**Aim:**
Reproduce the records below word for word, keeping every line unchanged.

**Available records:**
======

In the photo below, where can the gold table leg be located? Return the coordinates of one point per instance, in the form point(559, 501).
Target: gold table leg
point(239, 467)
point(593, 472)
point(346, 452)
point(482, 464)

======

**Expected answer:**
In the photo below, where can the gold table leg be located? Return the coordinates of one point per instance, in the form point(559, 501).
Target: gold table leg
point(239, 467)
point(593, 472)
point(346, 452)
point(482, 464)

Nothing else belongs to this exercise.